Could you rescale the entries from the line containing "the black sneaker?" through the end of the entries, repeating every line with the requests included and multiplying each polygon coordinate in the answers by 1.85, rounded to a whole number with halves going up?

>> BEGIN Given information

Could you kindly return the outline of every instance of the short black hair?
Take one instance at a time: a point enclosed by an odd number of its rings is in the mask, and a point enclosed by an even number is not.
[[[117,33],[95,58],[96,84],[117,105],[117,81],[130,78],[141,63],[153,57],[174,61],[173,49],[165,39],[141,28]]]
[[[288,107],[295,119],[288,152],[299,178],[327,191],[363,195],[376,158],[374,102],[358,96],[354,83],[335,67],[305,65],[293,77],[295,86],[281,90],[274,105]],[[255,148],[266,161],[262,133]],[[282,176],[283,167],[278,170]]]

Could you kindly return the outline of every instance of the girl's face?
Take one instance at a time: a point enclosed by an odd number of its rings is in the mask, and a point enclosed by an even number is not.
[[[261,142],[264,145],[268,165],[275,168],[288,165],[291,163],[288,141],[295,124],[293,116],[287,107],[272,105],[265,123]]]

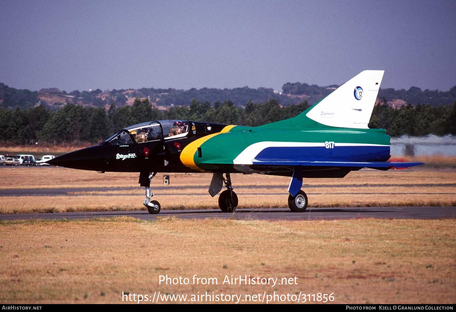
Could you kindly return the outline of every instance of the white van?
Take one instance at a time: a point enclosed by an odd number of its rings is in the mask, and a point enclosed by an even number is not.
[[[41,158],[40,161],[36,161],[36,164],[39,166],[50,166],[49,164],[47,164],[46,162],[55,158],[56,156],[54,155],[44,155]]]
[[[31,159],[34,161],[35,161],[35,156],[34,156],[33,155],[26,155],[23,154],[21,154],[18,155],[15,155],[14,157],[15,158],[19,161],[20,165],[22,165],[22,161],[24,161],[24,160],[28,157],[31,157]]]

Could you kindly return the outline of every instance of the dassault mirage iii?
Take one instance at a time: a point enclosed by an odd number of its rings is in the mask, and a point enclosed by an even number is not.
[[[189,120],[157,120],[122,129],[99,145],[47,161],[85,170],[139,173],[143,204],[158,213],[150,188],[157,172],[213,174],[209,193],[222,211],[238,206],[230,175],[290,177],[288,205],[302,212],[304,178],[342,178],[363,168],[387,170],[422,164],[392,162],[390,137],[368,124],[383,71],[366,70],[296,117],[258,127]]]

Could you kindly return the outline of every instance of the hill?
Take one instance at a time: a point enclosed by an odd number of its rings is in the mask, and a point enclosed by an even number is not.
[[[0,83],[0,108],[26,109],[41,104],[57,110],[66,103],[72,103],[85,106],[104,107],[107,109],[113,103],[117,106],[131,105],[136,98],[147,99],[153,106],[161,110],[173,106],[188,106],[193,99],[212,103],[230,101],[237,107],[244,107],[249,100],[260,103],[271,99],[283,106],[296,104],[304,100],[312,104],[338,87],[336,85],[321,87],[297,82],[285,83],[281,93],[271,88],[255,89],[245,86],[232,89],[203,88],[189,90],[143,88],[104,92],[97,89],[82,92],[77,90],[67,93],[55,88],[43,88],[36,92],[16,89]],[[441,104],[448,105],[456,101],[456,86],[446,92],[427,89],[422,91],[416,87],[408,90],[381,88],[378,92],[379,101],[384,102],[383,98],[389,105],[396,108],[407,103],[414,106],[419,104],[428,104],[433,107]]]

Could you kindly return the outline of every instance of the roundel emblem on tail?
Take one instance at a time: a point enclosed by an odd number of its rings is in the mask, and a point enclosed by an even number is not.
[[[363,98],[363,88],[359,86],[355,88],[355,99],[360,100]]]

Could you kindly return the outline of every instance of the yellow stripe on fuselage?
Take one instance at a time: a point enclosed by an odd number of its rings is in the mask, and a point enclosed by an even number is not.
[[[184,149],[182,150],[182,152],[181,152],[181,161],[182,161],[182,163],[183,163],[184,166],[186,167],[192,169],[194,170],[201,171],[202,172],[205,172],[204,170],[201,169],[201,168],[199,168],[195,164],[195,160],[194,158],[195,157],[195,153],[197,152],[197,149],[202,145],[203,143],[211,138],[213,137],[216,135],[218,135],[221,133],[228,132],[233,129],[233,128],[235,126],[235,125],[227,125],[225,127],[225,128],[222,129],[222,131],[220,132],[213,133],[211,135],[203,136],[202,138],[200,138],[199,139],[196,140],[191,143],[190,144],[184,147]]]

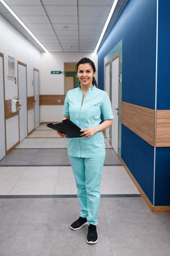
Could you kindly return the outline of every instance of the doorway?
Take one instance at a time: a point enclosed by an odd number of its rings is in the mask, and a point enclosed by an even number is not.
[[[35,128],[40,126],[39,72],[34,68]]]
[[[18,62],[20,141],[28,135],[26,65]]]
[[[109,138],[109,141],[115,151],[120,157],[122,45],[123,40],[121,40],[104,58],[105,90],[110,95],[115,117],[109,135],[108,130],[106,130],[106,135],[108,139]]]
[[[111,145],[118,154],[119,134],[119,54],[116,54],[112,59],[111,62],[111,103],[114,119],[111,128]]]
[[[109,99],[110,99],[110,61],[108,61],[105,64],[105,91],[107,93]],[[110,126],[106,129],[105,135],[107,139],[109,141],[110,145],[112,144],[111,141],[111,126]]]

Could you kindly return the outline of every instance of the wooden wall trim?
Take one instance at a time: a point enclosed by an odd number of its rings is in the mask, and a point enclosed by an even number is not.
[[[40,105],[64,105],[64,95],[40,95]]]
[[[19,106],[18,101],[17,101],[17,106]],[[7,99],[5,101],[5,120],[9,119],[11,117],[13,117],[15,116],[17,116],[19,115],[19,110],[17,110],[16,112],[11,113],[11,100]]]
[[[34,108],[34,96],[27,97],[27,111]]]
[[[170,147],[170,110],[157,110],[156,146]]]
[[[152,146],[155,141],[155,110],[122,101],[121,122]]]
[[[141,195],[141,196],[144,199],[146,205],[148,207],[148,208],[150,210],[150,211],[152,213],[170,213],[170,206],[154,206],[150,202],[149,200],[148,197],[145,194],[143,189],[140,186],[137,182],[136,180],[132,175],[128,167],[126,166],[123,160],[121,158],[119,155],[118,155],[118,158],[119,158],[120,162],[121,163],[122,165],[125,169],[127,173],[128,174],[129,177],[132,180],[132,181],[134,183],[135,185],[136,186],[137,189],[138,190]]]

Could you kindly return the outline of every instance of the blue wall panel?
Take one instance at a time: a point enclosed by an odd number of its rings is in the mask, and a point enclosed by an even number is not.
[[[122,101],[155,109],[156,0],[129,0],[98,53],[103,88],[104,57],[123,39]]]
[[[121,158],[152,204],[154,148],[123,125],[121,129]]]
[[[170,205],[170,148],[157,148],[155,205]]]
[[[156,0],[129,0],[98,52],[98,84],[104,58],[123,41],[122,101],[155,108]],[[153,202],[154,148],[122,125],[121,157]]]

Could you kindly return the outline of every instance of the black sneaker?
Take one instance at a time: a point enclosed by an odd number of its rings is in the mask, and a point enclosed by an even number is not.
[[[71,224],[70,228],[73,230],[78,230],[78,229],[81,229],[85,225],[87,225],[87,219],[80,216],[77,220],[76,220]]]
[[[88,244],[95,244],[98,242],[97,230],[96,226],[90,224],[87,234],[87,243]]]

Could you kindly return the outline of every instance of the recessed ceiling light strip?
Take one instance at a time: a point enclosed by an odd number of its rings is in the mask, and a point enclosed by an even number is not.
[[[110,19],[112,18],[112,15],[114,12],[114,11],[115,11],[115,8],[116,8],[116,4],[117,4],[118,0],[115,0],[112,5],[110,11],[109,13],[109,15],[108,15],[108,17],[106,22],[104,26],[104,27],[103,28],[103,29],[102,30],[102,31],[100,36],[100,38],[99,39],[99,41],[98,41],[97,44],[96,45],[96,47],[95,48],[94,52],[95,52],[96,53],[97,53],[97,50],[99,49],[99,47],[100,46],[100,43],[102,42],[102,38],[104,35],[104,33],[106,32],[106,30],[107,29],[107,27],[108,25],[108,23],[109,23]]]
[[[8,11],[11,13],[13,17],[18,20],[18,21],[22,26],[22,27],[25,29],[29,33],[29,34],[32,36],[32,37],[34,39],[35,41],[41,46],[41,47],[43,49],[43,50],[46,52],[48,52],[48,51],[46,48],[42,45],[42,44],[38,40],[38,39],[35,37],[35,36],[33,34],[32,32],[28,28],[28,27],[25,25],[25,24],[22,22],[22,21],[20,19],[20,18],[15,14],[15,13],[10,8],[10,7],[7,4],[6,2],[3,1],[3,0],[0,0],[0,2],[4,5],[4,6],[8,10]]]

>> END Given information

▶ [Completed task]
Could you kindly return the outline of every instance of the black sneaker?
Take one instance at a time: a point enclosed by an odd number of its rings is in the mask, and a point enclosed by an even number is not.
[[[131,414],[130,422],[135,426],[144,426],[144,424],[150,424],[157,416],[161,416],[161,405],[148,400],[142,407],[141,407]]]
[[[163,451],[176,451],[181,448],[179,426],[178,418],[167,414],[161,433],[161,450]]]

Could you kindly return the outline of every instance of the recessed ceiling light strip?
Take one instance at a time: a point enclosed by an odd number of its rings is in the mask, and a point enclosed by an even number is not.
[[[204,35],[207,33],[207,28],[211,22],[211,20],[213,20],[213,15],[215,15],[215,7],[216,7],[218,0],[213,0],[207,9],[204,20],[202,24],[202,28],[200,28],[200,31],[196,41],[192,48],[192,50],[191,52],[191,54],[189,56],[189,57],[185,67],[185,70],[183,72],[183,76],[181,76],[179,81],[178,83],[178,87],[176,89],[174,96],[176,96],[178,98],[179,98],[179,93],[183,91],[183,87],[185,85],[185,80],[189,78],[189,70],[192,65],[192,61],[196,59],[196,56],[198,54],[198,50],[200,46],[200,43],[202,43]]]
[[[15,20],[20,24],[24,31],[33,37],[33,39],[41,48],[41,50],[46,54],[54,61],[54,63],[59,67],[59,68],[63,72],[65,76],[76,85],[76,87],[80,91],[80,93],[85,96],[89,96],[89,94],[85,89],[78,83],[78,81],[70,74],[70,72],[65,68],[65,67],[61,63],[59,59],[52,52],[52,50],[46,46],[46,44],[41,41],[41,39],[37,35],[37,33],[28,26],[28,24],[19,15],[19,13],[13,7],[11,4],[6,2],[6,0],[0,0],[0,4],[7,9],[7,11],[15,19]]]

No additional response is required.